### Records provided
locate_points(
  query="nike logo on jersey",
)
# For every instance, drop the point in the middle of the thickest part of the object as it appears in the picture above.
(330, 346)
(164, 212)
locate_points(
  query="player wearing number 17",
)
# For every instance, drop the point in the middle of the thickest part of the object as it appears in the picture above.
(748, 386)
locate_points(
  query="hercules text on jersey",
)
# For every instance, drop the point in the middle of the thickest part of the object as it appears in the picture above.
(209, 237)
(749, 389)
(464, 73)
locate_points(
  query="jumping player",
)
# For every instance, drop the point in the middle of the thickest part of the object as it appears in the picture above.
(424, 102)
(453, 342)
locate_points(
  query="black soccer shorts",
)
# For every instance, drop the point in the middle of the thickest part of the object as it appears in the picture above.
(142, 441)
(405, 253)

==

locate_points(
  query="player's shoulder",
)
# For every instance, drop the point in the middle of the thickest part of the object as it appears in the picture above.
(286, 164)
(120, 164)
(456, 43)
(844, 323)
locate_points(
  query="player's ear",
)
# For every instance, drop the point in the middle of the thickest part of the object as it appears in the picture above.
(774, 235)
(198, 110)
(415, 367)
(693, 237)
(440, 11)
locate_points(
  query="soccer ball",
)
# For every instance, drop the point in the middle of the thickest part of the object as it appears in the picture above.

### To be done
Filter the listing above and copy each line that contains the string "player". Case counts.

### Exercise solution
  query="player wearing number 17",
  query="jumping player",
  query="player's shoulder",
  query="player's ear",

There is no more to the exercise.